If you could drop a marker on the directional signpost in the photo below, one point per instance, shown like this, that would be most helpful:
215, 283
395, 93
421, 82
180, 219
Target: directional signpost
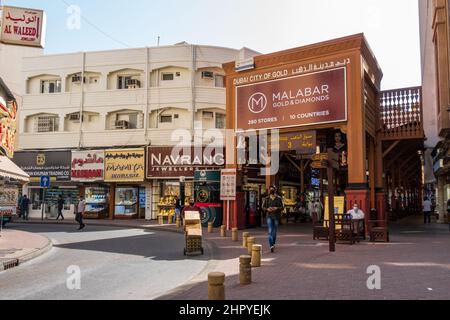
45, 184
329, 161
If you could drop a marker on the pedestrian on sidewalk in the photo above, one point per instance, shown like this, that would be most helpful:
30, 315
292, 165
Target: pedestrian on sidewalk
427, 209
81, 207
60, 207
191, 208
273, 207
25, 207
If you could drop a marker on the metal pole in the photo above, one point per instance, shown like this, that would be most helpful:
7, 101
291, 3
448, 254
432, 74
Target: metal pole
228, 215
43, 204
331, 209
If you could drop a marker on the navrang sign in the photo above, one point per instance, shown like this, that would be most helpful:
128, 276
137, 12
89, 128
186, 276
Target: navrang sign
22, 26
302, 100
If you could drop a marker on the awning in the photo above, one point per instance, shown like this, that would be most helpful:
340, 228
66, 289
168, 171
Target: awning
9, 170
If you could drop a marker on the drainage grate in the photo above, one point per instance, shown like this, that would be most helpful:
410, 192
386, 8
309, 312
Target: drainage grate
9, 264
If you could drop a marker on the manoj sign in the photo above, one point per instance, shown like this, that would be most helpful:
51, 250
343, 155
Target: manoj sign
124, 165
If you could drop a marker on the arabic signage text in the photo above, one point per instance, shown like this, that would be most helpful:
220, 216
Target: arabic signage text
302, 142
54, 164
124, 165
162, 162
302, 100
88, 166
23, 26
8, 128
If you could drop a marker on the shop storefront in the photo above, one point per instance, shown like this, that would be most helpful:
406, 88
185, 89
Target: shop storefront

━━━━━━━━━━━━━━━━━━━━

* [Set problem]: Output each line exactly; omit every picture.

* [Exercise output]:
If you could drop a marker on the directional signpost in the photo below, one point per instance, shown like this, that would be most helpful:
215, 283
395, 93
421, 82
180, 219
Target: directional signpost
45, 184
329, 161
If you could drop a marker on the pedestrian on sidewalk in the photo above, one point per instance, shown like this, that would be most helpful:
30, 315
292, 165
Target: pedestrian on sidewalk
427, 209
81, 207
60, 207
191, 208
273, 207
25, 207
If you could drop a marker on the metal pole in the photo above, one point per instance, shown like this, that would be most helpful:
7, 101
291, 3
448, 254
432, 74
Target: metal pole
228, 215
43, 204
331, 209
If you could drop a marker on the navrang sign in the photo above, one point per instance, shown like this, that would be most helpful:
128, 276
137, 12
89, 128
186, 276
Target: navrang sign
22, 26
302, 100
If you could drop a marker on the awning in the photo above, one point per instance, shown like this, that would be most helpful:
340, 228
66, 289
168, 171
Target: awning
9, 170
If you could drop a marker on the drainage grate in the photo above, one point per instance, shown like this, that would be most helpful:
410, 192
386, 8
309, 312
Target: drainage grate
9, 264
If you could drop a marker on the manoj sign in the photo above, one point per instance, shown like this, that would be most helpful:
51, 250
343, 155
Target: manoj sign
124, 165
If you could drop a marker on the arabic signage text in the photo above, one point per instance, shown like this, that would be most helpful:
220, 216
Target: arabic signage text
302, 142
54, 164
124, 165
162, 162
302, 100
88, 166
23, 26
8, 128
If you could drop a marker on the shop storefront in the photo above, one point per instance, shown like this, that would be most helpful:
406, 88
185, 89
Target: shop storefront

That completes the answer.